**Tasks to complete**
**a)** Please transcribe the part of the patch review that begins at the words "This patch is" and stops after the words "with removing this.".
**b)** Answer these questions from the patch review, one answer per line:
(i) Which PR is cited in the patch review?
(ii) What does the reviewer think is always true of SLP_TREE_LANES?
(iii) In the ChangeLog, under which file is vect_use_grouped_gather listed as a new function?
**c)** Resume the GCC patch review from its last line and write what comes next.

**Text section**

⟨

This patch is OK now, I spotted one minor issue,

> -      && SLP_TREE_LANES (slp_node) == 1
> -      && (!SLP_TREE_LOAD_PERMUTATION (slp_node).exists ()
> -         || single_element_p))
> +      && SLP_TREE_LANES (slp_node) >= 1)

I think SLP_TREE_LANES is always >= 1, so OK with removing this.

Thanks,
Richard.

> Regards
>  Robin
>
>         PR target/118019
>
> gcc/ChangeLog:
>
>         * internal-fn.cc (get_supported_else_vals): Exit at invalid
>         index.
>         (internal_strided_fn_supported_p): New funtion.
>         * internal-fn.h (internal_strided_fn_supported_p): Declare.
>         * tree-vect-stmts.cc (vector_vector_composition_type):
>         Add vector_only argument.
>         (vect_use_grouped_gather): New function.

⟩

**Dataset section**
⟨

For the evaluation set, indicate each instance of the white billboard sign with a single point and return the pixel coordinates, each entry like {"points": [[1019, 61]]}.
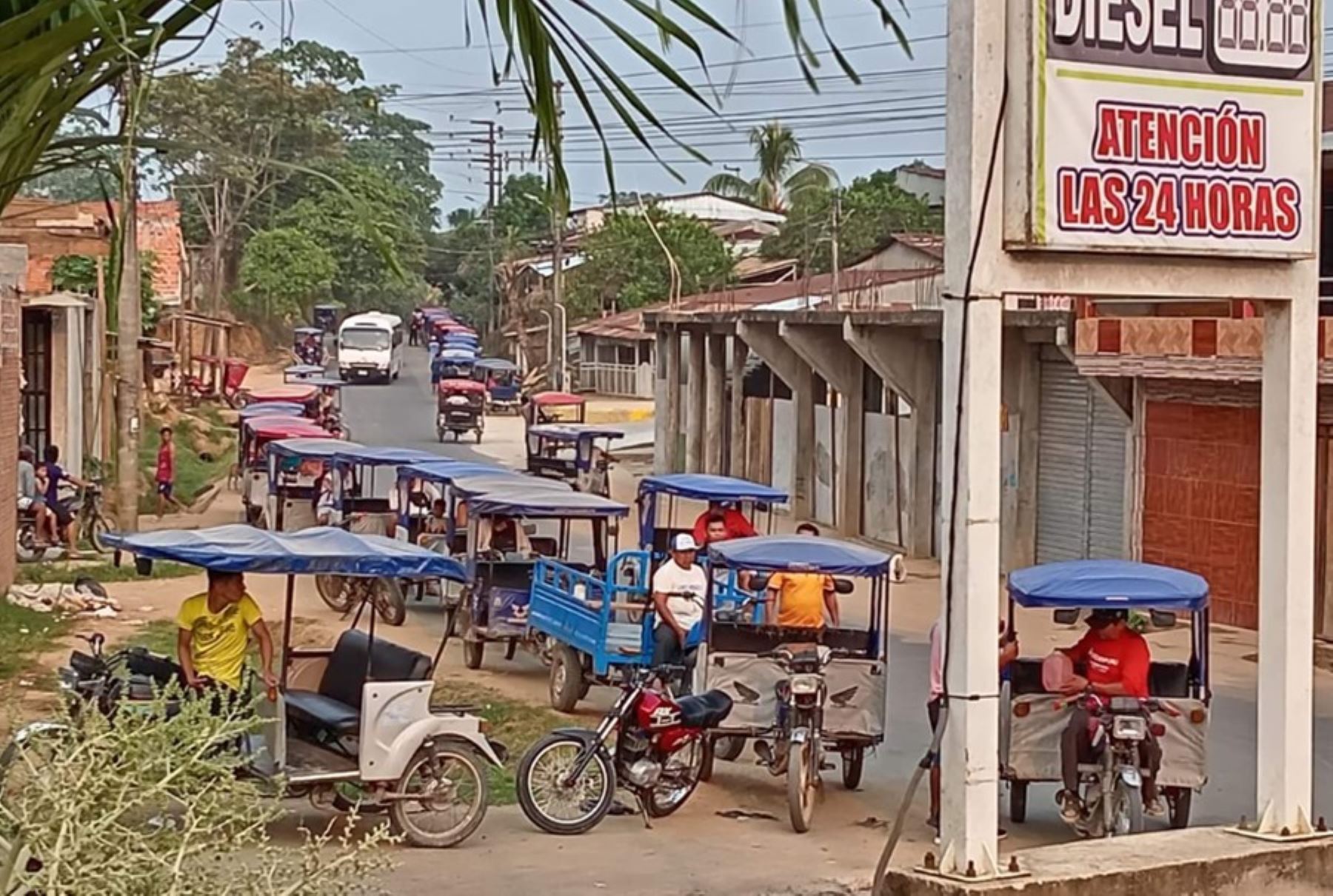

⟩

**Final results**
**a)**
This patch is OK now, I spotted one minor issue,

> -      && SLP_TREE_LANES (slp_node) == 1
> -      && (!SLP_TREE_LOAD_PERMUTATION (slp_node).exists ()
> -         || single_element_p))
> +      && SLP_TREE_LANES (slp_node) >= 1)

I think SLP_TREE_LANES is always >= 1, so OK with removing this.

**b)**
(i) PR target/118019
(ii) That it is always >= 1
(iii) tree-vect-stmts.cc

**c)**
>         (vect_get_store_rhs): Adjust docs of
>         vector_vector_composition_type.
>         (get_load_store_type): Try grouped gather.
>         (vectorizable_store): Use punned vectype.
>         (vectorizable_load): Ditto.
>         * tree-vectorizer.h (struct vect_load_store_data): Add punned
>         vectype.
>
> gcc/testsuite/ChangeLog:
>
>         * gcc.target/riscv/rvv/autovec/pr118019-2.c: New test.
> ---
>  gcc/internal-fn.cc                            |  22 +-
>  gcc/internal-fn.h                             |   2 +
>  .../gcc.target/riscv/rvv/autovec/pr118019-2.c |  50 ++++
>  gcc/tree-vect-stmts.cc                        | 240 ++++++++++++++++--
>  gcc/tree-vectorizer.h                         |   1 +
>  5 files changed, 289 insertions(+), 26 deletions(-)
>  create mode 100644 gcc/testsuite/gcc.target/riscv/rvv/autovec/pr118019-2.c
>
> diff --git a/gcc/internal-fn.cc b/gcc/internal-fn.cc
> index bf2fac81807..db396c69ec5 100644
> --- a/gcc/internal-fn.cc
> +++ b/gcc/internal-fn.cc
> @@ -5234,7 +5234,7 @@ get_supported_else_vals (enum insn_code icode, unsigned 
> else_index,
>                          vec<int> &else_vals)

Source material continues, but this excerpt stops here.